> [Stated task] Copy the items word for word from the start down to the line containing "[358,152,386,187]", including that line, and leave the pictures out of your answer.

> [Material for this task]
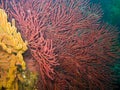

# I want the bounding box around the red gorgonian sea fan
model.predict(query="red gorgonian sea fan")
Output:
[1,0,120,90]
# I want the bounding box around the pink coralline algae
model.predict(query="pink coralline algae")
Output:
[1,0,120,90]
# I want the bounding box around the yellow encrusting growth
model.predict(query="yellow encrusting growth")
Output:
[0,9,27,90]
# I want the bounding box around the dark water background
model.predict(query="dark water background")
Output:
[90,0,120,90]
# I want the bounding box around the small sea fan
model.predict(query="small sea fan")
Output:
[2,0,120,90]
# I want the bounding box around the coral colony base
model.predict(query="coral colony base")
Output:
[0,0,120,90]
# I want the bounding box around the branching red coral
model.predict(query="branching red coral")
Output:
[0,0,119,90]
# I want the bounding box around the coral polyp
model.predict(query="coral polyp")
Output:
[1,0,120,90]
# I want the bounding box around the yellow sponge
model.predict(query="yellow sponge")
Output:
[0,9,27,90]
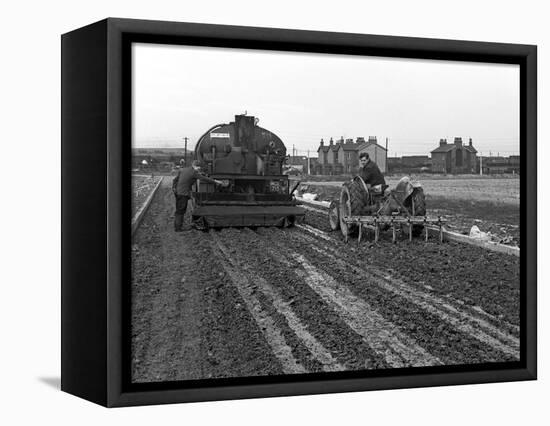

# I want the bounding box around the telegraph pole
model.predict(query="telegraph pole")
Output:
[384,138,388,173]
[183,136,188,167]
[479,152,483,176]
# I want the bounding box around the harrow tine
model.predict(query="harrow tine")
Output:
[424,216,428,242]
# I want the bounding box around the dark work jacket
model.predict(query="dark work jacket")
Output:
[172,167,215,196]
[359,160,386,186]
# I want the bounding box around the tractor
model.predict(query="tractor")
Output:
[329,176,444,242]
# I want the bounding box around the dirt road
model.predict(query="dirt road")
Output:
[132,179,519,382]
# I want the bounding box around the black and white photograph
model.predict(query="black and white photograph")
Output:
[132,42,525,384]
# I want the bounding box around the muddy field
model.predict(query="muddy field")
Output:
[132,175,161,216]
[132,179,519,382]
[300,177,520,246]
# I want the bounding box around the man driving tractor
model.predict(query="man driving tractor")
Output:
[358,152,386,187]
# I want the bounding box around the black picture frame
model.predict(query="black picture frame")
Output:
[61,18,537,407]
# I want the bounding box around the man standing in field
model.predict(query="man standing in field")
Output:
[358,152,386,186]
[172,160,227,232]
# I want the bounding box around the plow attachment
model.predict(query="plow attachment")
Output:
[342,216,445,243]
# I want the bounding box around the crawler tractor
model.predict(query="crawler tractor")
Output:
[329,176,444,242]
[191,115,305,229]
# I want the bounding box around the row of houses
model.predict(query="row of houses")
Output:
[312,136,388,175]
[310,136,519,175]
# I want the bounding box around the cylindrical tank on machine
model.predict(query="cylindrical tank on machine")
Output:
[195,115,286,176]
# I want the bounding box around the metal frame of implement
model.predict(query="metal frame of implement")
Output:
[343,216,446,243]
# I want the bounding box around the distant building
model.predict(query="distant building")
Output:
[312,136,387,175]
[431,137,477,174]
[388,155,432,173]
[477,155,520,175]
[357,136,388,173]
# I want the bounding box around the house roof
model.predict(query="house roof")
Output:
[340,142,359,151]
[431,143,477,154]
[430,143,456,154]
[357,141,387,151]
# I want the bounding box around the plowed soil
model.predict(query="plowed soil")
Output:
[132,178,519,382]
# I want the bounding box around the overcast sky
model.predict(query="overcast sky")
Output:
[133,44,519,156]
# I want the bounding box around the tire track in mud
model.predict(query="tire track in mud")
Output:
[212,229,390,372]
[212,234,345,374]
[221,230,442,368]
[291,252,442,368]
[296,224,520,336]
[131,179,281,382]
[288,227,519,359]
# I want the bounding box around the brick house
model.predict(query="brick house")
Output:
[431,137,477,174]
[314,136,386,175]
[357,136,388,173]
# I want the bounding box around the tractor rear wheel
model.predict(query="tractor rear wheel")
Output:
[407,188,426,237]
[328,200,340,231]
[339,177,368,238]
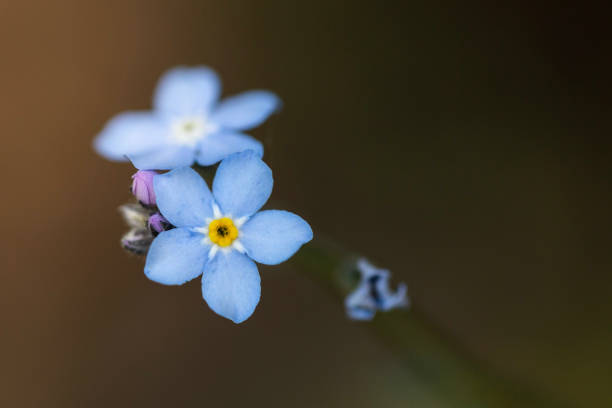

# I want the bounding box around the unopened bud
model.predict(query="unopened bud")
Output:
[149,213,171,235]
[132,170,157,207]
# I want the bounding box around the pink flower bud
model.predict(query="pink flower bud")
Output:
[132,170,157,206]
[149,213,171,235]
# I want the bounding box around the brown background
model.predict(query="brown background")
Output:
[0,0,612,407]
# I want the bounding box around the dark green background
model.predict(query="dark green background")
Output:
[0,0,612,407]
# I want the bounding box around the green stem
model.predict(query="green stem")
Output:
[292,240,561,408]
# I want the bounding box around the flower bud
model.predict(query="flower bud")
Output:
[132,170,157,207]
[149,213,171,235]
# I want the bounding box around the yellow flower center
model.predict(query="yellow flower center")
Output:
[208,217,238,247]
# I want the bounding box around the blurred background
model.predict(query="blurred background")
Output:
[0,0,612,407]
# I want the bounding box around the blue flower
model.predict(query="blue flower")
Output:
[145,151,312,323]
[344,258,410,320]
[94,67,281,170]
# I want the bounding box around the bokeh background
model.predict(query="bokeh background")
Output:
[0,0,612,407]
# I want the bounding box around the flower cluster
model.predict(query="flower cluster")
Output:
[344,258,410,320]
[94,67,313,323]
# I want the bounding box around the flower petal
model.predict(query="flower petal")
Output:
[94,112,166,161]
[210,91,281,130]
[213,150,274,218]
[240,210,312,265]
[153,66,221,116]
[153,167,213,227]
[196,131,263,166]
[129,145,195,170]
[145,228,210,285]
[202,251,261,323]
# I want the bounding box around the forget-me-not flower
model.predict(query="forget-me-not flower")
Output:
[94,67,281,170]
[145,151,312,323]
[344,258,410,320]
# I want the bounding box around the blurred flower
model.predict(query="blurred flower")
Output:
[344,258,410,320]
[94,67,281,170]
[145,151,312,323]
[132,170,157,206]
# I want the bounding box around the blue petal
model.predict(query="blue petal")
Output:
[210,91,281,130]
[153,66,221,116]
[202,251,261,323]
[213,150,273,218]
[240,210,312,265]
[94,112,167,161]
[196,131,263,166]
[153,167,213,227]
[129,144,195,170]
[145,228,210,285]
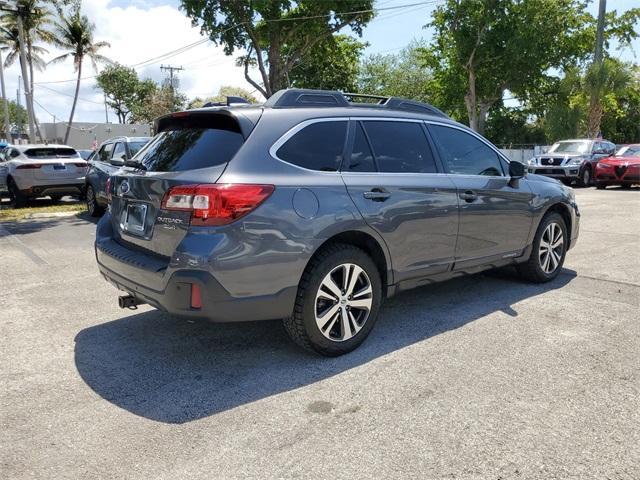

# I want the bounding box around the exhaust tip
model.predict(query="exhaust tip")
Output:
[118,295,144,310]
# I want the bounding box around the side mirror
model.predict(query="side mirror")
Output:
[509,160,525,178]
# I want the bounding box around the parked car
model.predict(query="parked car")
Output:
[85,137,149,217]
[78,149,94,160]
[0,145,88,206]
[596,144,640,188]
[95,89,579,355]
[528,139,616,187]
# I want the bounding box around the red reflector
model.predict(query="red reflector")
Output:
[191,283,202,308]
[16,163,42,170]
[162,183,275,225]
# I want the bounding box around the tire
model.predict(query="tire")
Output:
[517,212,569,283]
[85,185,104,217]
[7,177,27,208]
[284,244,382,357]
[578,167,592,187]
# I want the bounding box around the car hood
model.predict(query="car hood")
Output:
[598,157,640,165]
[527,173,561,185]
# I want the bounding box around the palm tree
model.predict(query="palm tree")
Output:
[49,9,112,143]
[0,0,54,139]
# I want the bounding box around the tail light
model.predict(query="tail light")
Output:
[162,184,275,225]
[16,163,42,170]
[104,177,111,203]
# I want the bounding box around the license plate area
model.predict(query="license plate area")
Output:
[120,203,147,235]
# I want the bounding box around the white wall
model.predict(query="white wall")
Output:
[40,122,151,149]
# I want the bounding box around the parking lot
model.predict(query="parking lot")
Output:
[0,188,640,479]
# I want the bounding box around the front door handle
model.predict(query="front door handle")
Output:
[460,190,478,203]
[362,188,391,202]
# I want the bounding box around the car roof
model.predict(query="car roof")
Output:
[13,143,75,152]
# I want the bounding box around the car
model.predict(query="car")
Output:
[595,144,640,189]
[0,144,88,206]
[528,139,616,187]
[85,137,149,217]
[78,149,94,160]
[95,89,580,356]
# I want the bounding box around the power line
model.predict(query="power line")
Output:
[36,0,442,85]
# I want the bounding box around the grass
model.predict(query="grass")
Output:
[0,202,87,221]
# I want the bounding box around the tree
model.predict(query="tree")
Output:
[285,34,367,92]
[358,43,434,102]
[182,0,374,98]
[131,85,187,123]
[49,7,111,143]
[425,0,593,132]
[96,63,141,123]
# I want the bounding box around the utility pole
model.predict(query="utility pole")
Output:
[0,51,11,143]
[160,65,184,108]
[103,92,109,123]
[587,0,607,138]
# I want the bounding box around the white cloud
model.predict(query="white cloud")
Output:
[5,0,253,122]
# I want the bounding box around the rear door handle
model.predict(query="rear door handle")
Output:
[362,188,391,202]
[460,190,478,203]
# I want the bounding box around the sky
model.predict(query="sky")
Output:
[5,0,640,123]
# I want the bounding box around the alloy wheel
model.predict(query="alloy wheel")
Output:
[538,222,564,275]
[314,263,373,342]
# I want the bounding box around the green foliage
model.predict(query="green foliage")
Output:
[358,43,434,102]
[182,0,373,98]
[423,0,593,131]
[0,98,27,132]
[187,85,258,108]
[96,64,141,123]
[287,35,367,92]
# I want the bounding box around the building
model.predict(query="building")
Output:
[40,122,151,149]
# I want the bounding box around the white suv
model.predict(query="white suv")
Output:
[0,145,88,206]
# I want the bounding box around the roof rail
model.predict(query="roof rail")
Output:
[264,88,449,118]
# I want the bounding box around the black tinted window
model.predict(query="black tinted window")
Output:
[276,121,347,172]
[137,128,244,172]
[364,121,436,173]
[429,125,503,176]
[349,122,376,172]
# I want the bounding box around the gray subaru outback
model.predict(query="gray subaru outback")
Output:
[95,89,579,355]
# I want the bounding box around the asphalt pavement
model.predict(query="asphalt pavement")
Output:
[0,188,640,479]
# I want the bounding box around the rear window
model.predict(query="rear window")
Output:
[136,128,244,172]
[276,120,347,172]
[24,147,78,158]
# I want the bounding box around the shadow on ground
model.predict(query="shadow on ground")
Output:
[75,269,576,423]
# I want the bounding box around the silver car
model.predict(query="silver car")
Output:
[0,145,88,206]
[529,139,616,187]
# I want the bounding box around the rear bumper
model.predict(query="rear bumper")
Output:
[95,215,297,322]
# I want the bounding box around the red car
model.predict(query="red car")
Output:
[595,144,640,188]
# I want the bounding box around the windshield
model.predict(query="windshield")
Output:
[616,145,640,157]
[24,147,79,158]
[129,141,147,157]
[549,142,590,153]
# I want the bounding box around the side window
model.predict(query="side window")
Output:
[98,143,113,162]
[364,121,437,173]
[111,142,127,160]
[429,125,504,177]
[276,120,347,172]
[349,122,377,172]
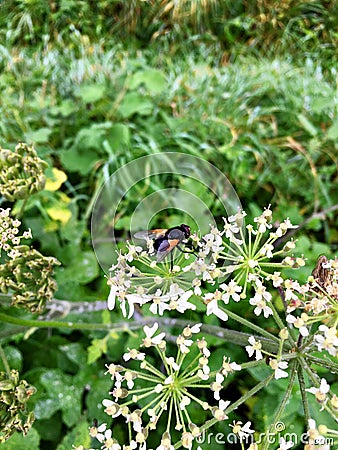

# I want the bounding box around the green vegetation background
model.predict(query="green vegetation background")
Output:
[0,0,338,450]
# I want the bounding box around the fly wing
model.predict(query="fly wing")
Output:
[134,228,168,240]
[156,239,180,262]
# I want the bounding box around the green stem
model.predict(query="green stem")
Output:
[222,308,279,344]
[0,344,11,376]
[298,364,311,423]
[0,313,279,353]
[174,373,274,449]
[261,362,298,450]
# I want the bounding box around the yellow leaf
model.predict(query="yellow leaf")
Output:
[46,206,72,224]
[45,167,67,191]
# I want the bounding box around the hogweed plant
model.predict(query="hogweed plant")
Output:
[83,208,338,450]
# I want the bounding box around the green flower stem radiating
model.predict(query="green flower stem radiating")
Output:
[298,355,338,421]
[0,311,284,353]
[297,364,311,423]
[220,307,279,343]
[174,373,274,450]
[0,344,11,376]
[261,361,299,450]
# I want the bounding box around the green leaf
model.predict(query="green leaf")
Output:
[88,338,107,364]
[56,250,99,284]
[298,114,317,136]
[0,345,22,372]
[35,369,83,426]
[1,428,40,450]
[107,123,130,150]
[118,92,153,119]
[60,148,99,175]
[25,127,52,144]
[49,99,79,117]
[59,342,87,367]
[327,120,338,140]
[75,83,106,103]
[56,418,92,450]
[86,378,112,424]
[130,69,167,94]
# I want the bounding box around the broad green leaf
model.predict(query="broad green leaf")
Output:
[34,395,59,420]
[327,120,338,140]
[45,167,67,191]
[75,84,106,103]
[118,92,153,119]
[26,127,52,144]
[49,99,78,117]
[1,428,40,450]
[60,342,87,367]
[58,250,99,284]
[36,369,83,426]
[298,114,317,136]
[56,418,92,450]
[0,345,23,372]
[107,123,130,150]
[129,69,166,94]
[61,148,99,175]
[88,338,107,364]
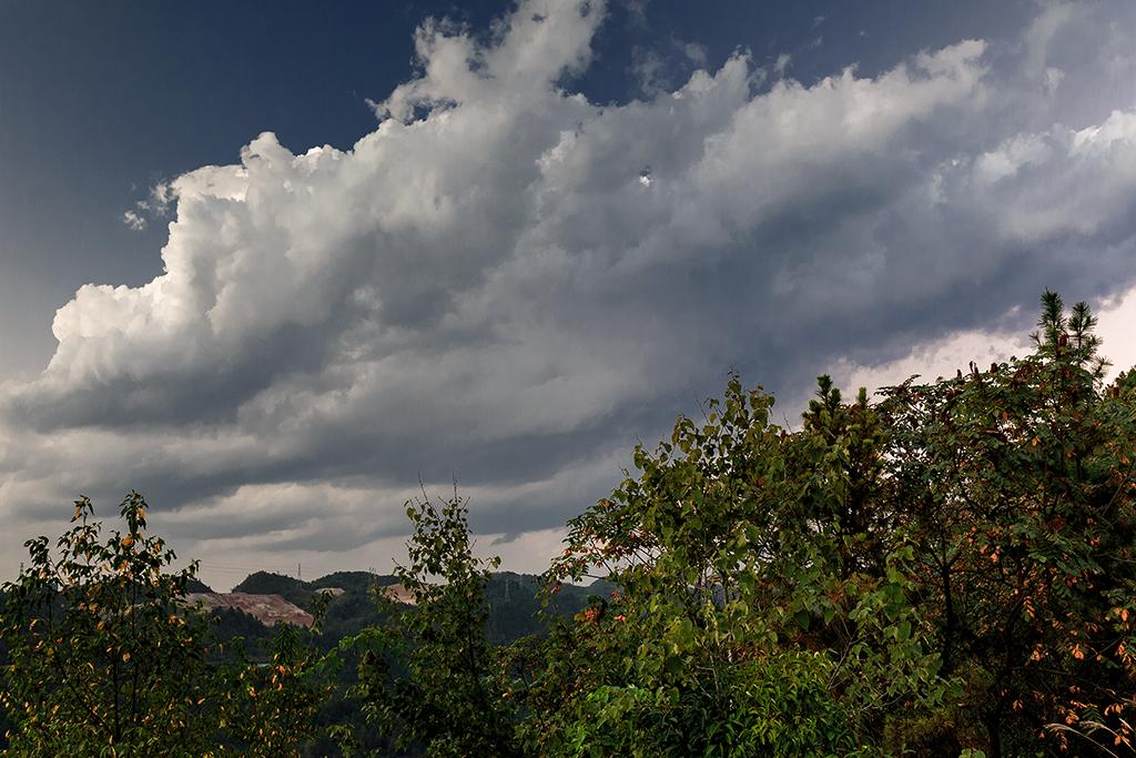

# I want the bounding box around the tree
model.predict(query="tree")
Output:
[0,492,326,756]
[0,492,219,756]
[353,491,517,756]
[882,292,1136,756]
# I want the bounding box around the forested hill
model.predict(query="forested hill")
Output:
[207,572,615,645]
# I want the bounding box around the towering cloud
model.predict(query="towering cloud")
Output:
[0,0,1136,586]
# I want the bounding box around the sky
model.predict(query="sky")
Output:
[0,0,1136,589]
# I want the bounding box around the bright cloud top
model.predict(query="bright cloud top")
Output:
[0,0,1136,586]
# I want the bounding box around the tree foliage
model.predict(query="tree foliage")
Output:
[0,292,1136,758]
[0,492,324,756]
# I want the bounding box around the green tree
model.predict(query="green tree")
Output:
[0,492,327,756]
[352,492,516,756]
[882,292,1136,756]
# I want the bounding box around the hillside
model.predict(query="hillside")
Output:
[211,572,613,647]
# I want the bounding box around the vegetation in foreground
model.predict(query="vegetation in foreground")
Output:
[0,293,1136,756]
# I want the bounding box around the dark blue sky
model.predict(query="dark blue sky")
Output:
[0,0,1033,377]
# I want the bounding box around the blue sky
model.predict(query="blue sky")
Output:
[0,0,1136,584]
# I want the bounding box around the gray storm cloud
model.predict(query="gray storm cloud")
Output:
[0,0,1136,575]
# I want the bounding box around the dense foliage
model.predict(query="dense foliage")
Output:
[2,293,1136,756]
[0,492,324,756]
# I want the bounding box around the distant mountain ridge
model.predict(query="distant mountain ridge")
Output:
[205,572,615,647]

> [Answer to this problem]
# I want the bounding box around the red gorgonian sea fan
model.predict(query="red gorgonian sea fan")
Output:
[1,0,120,90]
# I want the bounding box around the pink coralline algae
model.predict(query="pink coralline algae")
Output:
[1,0,120,90]
# I want the bounding box around the yellow encrusting growth
model.predict(query="yellow encrusting growth")
Output:
[0,9,27,90]
# I want the bounding box around the dark water background
model.predict(query="dark water background")
Output:
[90,0,120,90]
# I want the bounding box around the small sea fan
model.predict(query="small sea fan")
Output:
[2,0,120,90]
# I want the bounding box around the coral colony base
model.predict(query="coral colony base")
Output:
[0,0,120,90]
# I want the bounding box around the branching red coral
model.predict(query="branching red coral")
Output:
[0,0,119,90]
# I want the bounding box around the coral polyp
model.predict(query="coral polyp")
Output:
[1,0,120,90]
# I want the bounding box around the yellow sponge
model.predict(query="yellow sponge")
Output:
[0,9,27,90]

# I want the bounding box around the telegraph pole
model.predict(query="telegraph pole")
Output:
[384,138,388,173]
[183,136,188,167]
[479,152,483,176]
# I want the bounding box around the harrow tine
model.predict(query="harrow tine")
Output:
[424,216,428,242]
# I want the bounding box around the dark work jacket
model.predict(query="dark work jacket")
Output:
[172,167,215,196]
[359,160,386,186]
# I want the bounding box around the tractor
model.predict(query="tractor")
Output:
[329,176,444,242]
# I want the bounding box around the dirt road
model.predict(query="dirt road")
Output:
[132,179,519,382]
# I want the bounding box around the black and white photograph
model.predict(query="black and white photograph")
Output:
[132,42,525,384]
# I want the bounding box around the muddy field
model.predict(query="muddy field")
Output:
[132,175,161,216]
[132,179,519,382]
[300,177,520,246]
# I want the bounding box around the man driving tractor
model.predict(query="man driving tractor")
Output:
[358,152,386,187]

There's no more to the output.